--- START ---

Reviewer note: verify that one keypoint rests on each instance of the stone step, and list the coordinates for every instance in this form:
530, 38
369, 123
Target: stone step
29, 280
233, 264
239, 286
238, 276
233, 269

--- END ---

What is expected | Each line above should be copied exactly, with no line missing.

Result of this task |
Reviewer note: verify that one keypoint rests on each instance of the stone step, and list the coordinates for every instance in this form:
530, 38
369, 123
Target: stone step
29, 280
233, 264
239, 286
238, 276
233, 269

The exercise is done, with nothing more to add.